Continue the news report on food supplies in the IDP welfare villages, starting after its final sentence.

+++ DOCUMENT EXTRACT

No food scarcity in IDP welfare villages

Resettlement and Disaster Relief Services Minister Rishad Bathiudeen has refuted recent JVP allegations that IDPs at the Vavuniya and Chettiklulam welfare villages were facing a food scarcity and were buying food items from traders at exorbitant prices, including infant milk food at Rs. 2,000 per packet.

Adequate quantities of dry rations and infant milk food are being distributed among the IDPs in addition to supplies from INGOs and NGOs.

The issue of congestion in some welfare villages was also being handled systematically and with the phased removal of IDPs from welfare villages for resettlement, the problem would be resolved before long, he said.

A spokesman for the Vavuniya District Secretariat said that every member of an IDP family is issued 400 grams of rice or wheat flour per day in addition to sugar, lentils and vitaminized vegetable oil.

The infant milk food distributed was quite adequate and there was no need for the IDPs to buy essential food items or milk food from traders outside.

About 4,000 packets of infant milk food were supplied a few days ago by a Colombo-based NGO, the spokesman said.

++++++
+++ SUPPLIED DATA

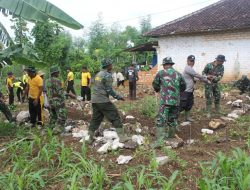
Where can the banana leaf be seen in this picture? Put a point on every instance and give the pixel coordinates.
(38, 10)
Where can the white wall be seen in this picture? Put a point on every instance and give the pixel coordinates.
(235, 46)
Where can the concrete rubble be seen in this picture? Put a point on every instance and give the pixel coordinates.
(161, 160)
(138, 139)
(207, 131)
(23, 116)
(174, 143)
(123, 159)
(216, 124)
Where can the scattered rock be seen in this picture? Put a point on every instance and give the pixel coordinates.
(227, 119)
(216, 124)
(138, 139)
(130, 145)
(23, 116)
(123, 159)
(161, 160)
(175, 143)
(207, 131)
(186, 123)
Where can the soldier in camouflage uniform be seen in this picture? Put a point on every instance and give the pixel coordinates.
(214, 72)
(4, 109)
(169, 83)
(58, 113)
(101, 104)
(243, 84)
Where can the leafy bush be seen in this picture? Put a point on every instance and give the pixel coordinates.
(226, 172)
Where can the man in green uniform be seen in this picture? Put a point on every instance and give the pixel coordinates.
(4, 109)
(169, 83)
(58, 114)
(101, 104)
(214, 72)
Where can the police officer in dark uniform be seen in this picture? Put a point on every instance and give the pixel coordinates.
(132, 76)
(101, 104)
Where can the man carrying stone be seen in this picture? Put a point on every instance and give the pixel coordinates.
(58, 113)
(101, 104)
(187, 97)
(169, 83)
(214, 72)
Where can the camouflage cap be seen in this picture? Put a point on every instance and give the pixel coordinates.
(167, 60)
(31, 69)
(106, 62)
(54, 69)
(220, 58)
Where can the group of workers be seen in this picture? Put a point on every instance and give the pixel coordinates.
(176, 95)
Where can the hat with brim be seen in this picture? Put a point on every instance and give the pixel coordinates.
(54, 69)
(31, 69)
(9, 73)
(221, 58)
(167, 61)
(41, 73)
(191, 58)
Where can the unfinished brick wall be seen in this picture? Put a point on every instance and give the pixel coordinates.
(146, 77)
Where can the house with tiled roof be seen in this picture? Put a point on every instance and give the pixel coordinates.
(221, 28)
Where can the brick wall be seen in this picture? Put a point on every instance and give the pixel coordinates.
(146, 77)
(234, 45)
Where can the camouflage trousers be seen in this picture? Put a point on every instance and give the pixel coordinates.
(58, 112)
(167, 118)
(212, 91)
(5, 110)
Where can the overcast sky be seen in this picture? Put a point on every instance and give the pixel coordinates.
(126, 12)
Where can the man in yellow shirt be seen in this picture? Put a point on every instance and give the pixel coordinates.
(34, 90)
(10, 87)
(85, 89)
(70, 81)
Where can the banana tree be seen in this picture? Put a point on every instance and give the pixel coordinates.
(34, 11)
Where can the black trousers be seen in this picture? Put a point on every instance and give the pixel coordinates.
(120, 82)
(187, 101)
(11, 95)
(19, 94)
(132, 90)
(70, 87)
(35, 112)
(85, 91)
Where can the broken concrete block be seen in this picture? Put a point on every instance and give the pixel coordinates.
(174, 143)
(186, 123)
(161, 160)
(80, 134)
(233, 115)
(216, 124)
(138, 139)
(130, 117)
(130, 145)
(207, 131)
(23, 116)
(227, 119)
(104, 148)
(123, 159)
(110, 135)
(116, 144)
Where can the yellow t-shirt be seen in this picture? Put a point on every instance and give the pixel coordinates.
(25, 78)
(34, 84)
(85, 78)
(9, 81)
(70, 76)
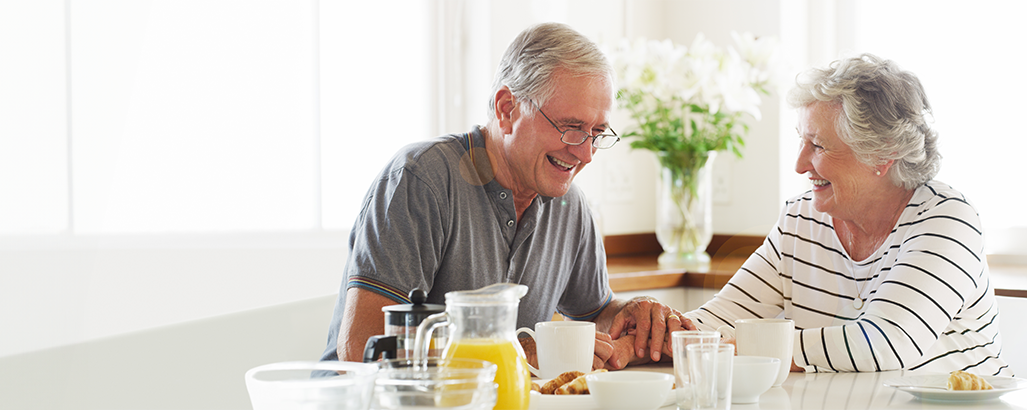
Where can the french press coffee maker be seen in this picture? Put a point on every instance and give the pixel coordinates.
(401, 330)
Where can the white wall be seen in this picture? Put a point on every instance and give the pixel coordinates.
(59, 290)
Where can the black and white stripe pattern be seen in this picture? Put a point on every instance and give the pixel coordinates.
(929, 302)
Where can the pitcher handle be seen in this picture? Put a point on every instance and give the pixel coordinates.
(726, 331)
(531, 333)
(422, 342)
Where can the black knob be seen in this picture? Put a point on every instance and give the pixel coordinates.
(418, 296)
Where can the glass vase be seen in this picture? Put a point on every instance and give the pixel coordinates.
(684, 211)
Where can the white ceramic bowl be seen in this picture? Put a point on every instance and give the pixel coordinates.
(752, 376)
(628, 389)
(291, 384)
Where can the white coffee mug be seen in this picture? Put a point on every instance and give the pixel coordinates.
(766, 337)
(562, 346)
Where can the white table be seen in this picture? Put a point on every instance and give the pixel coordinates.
(850, 392)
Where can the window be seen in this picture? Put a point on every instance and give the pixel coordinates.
(971, 73)
(120, 116)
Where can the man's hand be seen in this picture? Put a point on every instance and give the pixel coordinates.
(604, 349)
(650, 322)
(623, 353)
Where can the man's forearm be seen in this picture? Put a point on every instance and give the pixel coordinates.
(605, 318)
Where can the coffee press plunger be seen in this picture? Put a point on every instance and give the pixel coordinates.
(401, 330)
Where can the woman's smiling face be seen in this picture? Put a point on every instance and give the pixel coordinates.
(840, 181)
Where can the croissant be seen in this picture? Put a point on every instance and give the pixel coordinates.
(576, 386)
(550, 386)
(960, 380)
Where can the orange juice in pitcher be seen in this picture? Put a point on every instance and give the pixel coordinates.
(512, 375)
(484, 327)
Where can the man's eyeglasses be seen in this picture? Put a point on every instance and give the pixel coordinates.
(577, 137)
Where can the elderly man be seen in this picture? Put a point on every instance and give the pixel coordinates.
(496, 205)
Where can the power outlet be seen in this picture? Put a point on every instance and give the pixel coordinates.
(722, 185)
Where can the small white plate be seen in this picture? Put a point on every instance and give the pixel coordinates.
(934, 387)
(574, 402)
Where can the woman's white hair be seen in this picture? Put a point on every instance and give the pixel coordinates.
(884, 113)
(528, 65)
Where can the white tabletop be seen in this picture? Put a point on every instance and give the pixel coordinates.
(851, 392)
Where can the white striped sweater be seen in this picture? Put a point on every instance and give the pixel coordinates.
(929, 305)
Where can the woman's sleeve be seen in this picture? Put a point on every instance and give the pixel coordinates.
(939, 268)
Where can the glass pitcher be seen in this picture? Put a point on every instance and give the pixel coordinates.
(484, 326)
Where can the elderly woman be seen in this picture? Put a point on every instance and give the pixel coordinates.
(880, 266)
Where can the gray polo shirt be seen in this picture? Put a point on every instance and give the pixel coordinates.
(433, 221)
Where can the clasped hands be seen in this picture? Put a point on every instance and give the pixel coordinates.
(640, 333)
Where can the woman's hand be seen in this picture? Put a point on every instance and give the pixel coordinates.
(604, 349)
(650, 322)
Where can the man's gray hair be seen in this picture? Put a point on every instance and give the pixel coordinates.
(884, 113)
(530, 62)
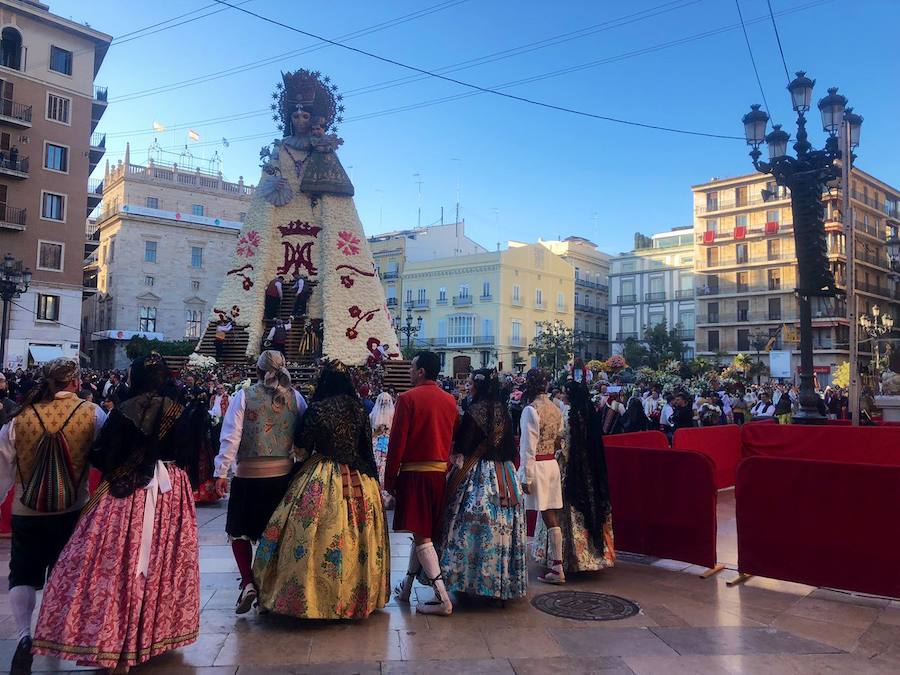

++++++

**RESPONSE TO THIS TASK:**
In addition to the number of IDP families being moved away from the welfare villages for resettlement, over 8,000 applications have been received from relatives who are willing to accommodate IDPs in their households. Around 3,000 applications were from the Jaffna district and the District Secretariat receives about one-thousand applications daily. After the applications are processed and approved in the near future a considerable number of IDP families would be moved from the welfare villages, the spokesman said.

National Coordinator of the Disaster Preparedness and Response Division (DPRD) of the Health Ministry, Dr. Eeshara Kottegoda Vithana told the Sunday Observer that all contingency plans for the monsoonal rains expected any time are now in place with a strong surveillance system to prevent any water-borne or vector-borne diseases spreading.

Medical Consultants’ quarters and kitchen rooms at the Chettikulam Base hospital and a Baby Unit, constructed under the auspices of the Italian government were opened on Wednesday. The Italian Government has also constructed over 600 toilets in Zones 01 and 04. The number of toilets for the use of IDPs was in keeping with the guidelines of the World Standard for Disaster, Dr. Kottegoda said. A Drug Storing facility funded by the Italian Government (Rs. 5 million) was also set up last week. Every water bowser entering the welfare villages was being checked for its chlorine level, monitored by PHIs and support groups from the Italian Government and Oxfam.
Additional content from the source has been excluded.